» **WHAT THIS TASK INVOLVES**
Leave out the images and output the records word for word.

» **RECORDS**
◆ ◆ ◆ ◆ ◆ ◆ ◆

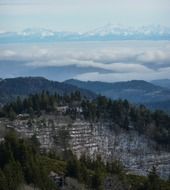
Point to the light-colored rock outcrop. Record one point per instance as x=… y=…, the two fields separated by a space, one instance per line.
x=137 y=152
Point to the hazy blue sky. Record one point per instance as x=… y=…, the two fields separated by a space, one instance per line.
x=81 y=15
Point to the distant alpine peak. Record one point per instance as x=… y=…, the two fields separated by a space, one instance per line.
x=119 y=29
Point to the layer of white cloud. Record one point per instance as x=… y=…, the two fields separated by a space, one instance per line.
x=115 y=61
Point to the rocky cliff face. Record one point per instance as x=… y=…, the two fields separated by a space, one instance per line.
x=137 y=152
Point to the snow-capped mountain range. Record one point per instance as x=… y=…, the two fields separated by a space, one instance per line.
x=106 y=33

◆ ◆ ◆ ◆ ◆ ◆ ◆

» **SOLUTION TO THIS TASK**
Point to the light-colored rock outcrop. Record one point per instance as x=… y=…, the two fields separated by a space, one instance per line.
x=137 y=152
Point to the hazy blue sky. Record one point per instance as x=… y=…, the two fields separated by a space, one instance per line.
x=81 y=15
Point to the distant alpine peak. Record one point per instance as x=… y=…, the two fields separated by a space, one instance per line.
x=119 y=29
Point to the layer of white cloud. Record one point per instance as x=… y=…, the two fields separated by a space, one instance per line.
x=115 y=61
Point to the rocky cliff face. Record one point per instance as x=… y=…, the two fields separated by a space, one instance per line.
x=137 y=152
Point to the snow-capped mountain range. Record one point per instance as x=… y=…, the two fields separated by a space, one instance per line.
x=106 y=33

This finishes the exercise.